◆ Work instruction
What do the lines say from the start of the entries through the one containing "Need: a point for each instance of the man's bare"? Repeat them exactly.

Provided entries below:

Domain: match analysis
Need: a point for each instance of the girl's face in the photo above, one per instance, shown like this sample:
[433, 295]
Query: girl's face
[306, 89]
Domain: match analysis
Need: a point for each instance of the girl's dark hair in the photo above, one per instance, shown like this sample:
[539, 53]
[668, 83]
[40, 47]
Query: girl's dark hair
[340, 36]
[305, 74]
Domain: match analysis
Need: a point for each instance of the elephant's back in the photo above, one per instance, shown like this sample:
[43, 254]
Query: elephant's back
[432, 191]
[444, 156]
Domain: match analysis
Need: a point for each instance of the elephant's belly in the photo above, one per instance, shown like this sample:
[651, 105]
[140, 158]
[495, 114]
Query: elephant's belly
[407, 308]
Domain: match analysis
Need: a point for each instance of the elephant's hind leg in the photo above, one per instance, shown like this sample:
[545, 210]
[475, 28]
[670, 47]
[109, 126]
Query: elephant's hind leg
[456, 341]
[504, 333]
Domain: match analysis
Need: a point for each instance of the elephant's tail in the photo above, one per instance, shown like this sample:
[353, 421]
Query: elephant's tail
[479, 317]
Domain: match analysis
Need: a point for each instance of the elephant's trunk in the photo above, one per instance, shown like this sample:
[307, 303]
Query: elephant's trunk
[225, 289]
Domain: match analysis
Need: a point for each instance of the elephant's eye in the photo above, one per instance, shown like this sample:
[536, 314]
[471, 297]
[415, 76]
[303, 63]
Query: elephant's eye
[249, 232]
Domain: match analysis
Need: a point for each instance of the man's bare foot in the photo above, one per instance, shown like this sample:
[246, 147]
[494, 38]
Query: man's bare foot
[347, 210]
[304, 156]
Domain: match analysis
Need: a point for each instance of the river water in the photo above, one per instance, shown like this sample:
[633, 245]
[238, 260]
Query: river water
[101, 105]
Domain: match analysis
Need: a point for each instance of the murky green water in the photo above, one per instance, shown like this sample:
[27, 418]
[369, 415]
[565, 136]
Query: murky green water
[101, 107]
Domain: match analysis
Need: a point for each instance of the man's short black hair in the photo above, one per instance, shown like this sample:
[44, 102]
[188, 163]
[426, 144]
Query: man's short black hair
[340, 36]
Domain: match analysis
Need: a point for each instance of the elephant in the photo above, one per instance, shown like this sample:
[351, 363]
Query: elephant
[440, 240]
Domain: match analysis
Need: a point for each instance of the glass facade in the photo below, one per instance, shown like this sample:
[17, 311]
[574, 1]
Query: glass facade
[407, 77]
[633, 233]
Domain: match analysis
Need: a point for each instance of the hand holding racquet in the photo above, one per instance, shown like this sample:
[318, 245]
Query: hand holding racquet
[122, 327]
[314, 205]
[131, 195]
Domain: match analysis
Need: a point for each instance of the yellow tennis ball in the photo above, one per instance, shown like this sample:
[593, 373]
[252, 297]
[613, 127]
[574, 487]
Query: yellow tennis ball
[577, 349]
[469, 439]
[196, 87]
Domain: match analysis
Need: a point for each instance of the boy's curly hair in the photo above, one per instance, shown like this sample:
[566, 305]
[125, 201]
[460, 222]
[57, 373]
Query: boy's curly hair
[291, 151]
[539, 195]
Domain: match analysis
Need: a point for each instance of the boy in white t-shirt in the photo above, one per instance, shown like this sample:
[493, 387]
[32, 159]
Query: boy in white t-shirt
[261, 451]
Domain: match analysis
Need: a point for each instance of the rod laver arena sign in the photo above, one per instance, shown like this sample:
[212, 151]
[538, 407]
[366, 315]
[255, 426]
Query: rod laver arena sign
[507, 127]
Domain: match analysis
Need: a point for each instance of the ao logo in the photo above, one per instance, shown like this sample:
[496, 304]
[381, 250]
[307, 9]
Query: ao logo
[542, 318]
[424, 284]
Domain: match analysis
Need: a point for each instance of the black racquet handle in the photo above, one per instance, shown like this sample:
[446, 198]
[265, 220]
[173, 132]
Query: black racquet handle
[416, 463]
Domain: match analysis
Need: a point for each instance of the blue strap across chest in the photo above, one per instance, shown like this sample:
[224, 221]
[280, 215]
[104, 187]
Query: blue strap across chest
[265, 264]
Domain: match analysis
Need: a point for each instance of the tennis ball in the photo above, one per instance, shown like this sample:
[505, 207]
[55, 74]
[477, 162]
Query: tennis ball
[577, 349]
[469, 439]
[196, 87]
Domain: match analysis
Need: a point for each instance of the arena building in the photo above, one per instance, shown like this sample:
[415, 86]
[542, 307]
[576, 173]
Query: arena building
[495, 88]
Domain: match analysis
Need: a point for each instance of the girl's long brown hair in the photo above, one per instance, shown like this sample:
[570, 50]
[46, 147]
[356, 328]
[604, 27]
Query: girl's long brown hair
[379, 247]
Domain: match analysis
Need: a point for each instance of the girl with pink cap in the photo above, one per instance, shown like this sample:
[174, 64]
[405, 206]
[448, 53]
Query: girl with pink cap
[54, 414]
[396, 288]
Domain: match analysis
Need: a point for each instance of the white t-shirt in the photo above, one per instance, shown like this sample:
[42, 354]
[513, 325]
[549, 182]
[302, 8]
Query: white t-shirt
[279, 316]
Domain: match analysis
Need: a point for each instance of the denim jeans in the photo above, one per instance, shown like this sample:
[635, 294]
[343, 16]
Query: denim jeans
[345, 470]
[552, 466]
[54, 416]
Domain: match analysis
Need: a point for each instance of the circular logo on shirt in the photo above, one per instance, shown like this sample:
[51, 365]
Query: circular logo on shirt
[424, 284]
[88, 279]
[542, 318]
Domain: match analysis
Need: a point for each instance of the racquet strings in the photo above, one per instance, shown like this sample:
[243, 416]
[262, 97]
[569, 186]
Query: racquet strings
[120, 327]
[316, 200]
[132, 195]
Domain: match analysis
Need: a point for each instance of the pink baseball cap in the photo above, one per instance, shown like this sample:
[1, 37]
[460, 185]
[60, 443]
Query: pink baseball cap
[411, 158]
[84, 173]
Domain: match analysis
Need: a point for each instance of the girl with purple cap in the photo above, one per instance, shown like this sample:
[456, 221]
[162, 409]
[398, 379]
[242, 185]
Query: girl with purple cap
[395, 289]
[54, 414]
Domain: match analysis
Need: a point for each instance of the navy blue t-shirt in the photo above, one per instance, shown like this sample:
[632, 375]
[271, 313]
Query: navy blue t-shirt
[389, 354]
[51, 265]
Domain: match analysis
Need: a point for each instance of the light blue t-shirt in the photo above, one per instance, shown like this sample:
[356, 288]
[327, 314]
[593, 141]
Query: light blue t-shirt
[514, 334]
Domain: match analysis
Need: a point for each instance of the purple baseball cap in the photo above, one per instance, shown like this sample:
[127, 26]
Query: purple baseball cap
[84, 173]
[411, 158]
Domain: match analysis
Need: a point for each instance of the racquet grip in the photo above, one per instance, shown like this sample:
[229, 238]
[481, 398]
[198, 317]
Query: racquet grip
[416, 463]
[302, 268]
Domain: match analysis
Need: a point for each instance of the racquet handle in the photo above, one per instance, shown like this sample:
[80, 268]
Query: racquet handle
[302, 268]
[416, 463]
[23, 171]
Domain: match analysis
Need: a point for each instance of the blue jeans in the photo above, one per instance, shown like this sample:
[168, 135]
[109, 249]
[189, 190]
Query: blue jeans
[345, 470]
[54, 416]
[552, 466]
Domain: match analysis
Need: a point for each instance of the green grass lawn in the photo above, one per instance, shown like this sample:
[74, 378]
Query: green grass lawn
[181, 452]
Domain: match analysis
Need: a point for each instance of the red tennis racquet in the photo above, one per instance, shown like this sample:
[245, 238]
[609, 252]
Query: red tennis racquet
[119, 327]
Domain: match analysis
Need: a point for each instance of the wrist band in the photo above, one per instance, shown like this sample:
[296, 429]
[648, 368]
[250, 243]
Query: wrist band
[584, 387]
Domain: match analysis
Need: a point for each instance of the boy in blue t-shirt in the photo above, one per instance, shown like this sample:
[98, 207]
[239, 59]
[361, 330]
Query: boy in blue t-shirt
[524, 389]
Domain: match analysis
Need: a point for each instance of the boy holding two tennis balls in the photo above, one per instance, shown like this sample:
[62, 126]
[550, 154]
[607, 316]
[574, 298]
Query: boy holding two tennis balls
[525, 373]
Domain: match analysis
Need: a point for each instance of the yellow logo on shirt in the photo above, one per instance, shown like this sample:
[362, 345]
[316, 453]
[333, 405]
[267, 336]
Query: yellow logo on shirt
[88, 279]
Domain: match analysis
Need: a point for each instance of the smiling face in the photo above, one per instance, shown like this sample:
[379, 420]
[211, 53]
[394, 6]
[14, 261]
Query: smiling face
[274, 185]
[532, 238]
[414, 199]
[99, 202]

End of Provided entries.

◆ Completed exercise
Domain: match analysis
Need: a point for each instance of the girl's face in the photo above, one per instance, shown like this sample:
[433, 295]
Query: girl's face
[306, 89]
Domain: match analysis
Need: a point for each instance of the girl's dark hair in the photo above, one per instance, shown like this sample:
[539, 53]
[668, 83]
[40, 47]
Query: girl's dark hair
[340, 36]
[305, 74]
Domain: match analysis
Need: a point for each instance of the elephant's back in the photo above, one per instance, shown like this sample:
[43, 254]
Query: elephant's back
[432, 191]
[444, 156]
Domain: match analysis
Need: a point for each instance of the elephant's belly in the photo above, one per instance, shown like this sample:
[651, 105]
[140, 158]
[495, 114]
Query: elephant's belly
[407, 308]
Domain: match analysis
Need: a point for each instance of the elephant's hind leg in the photo above, one per instance, shown like this sample:
[545, 210]
[475, 28]
[670, 47]
[109, 126]
Query: elephant's hind leg
[456, 341]
[504, 333]
Domain: match analysis
Need: a point for each instance of the elephant's tail in the photo above, one per instance, shown like this sample:
[353, 421]
Query: elephant's tail
[479, 317]
Domain: match analysis
Need: a point for each instance of the elephant's trunk in the photo above, one per instance, shown like this sample:
[307, 303]
Query: elephant's trunk
[225, 289]
Domain: match analysis
Need: a point for each instance of the elephant's eye in the photo above, one per instance, shown like this sample:
[536, 314]
[471, 297]
[415, 76]
[303, 63]
Query: elephant's eye
[249, 232]
Domain: match analysis
Need: a point for each instance of the man's bare foot in the photo above, one per instance, shown like this sample:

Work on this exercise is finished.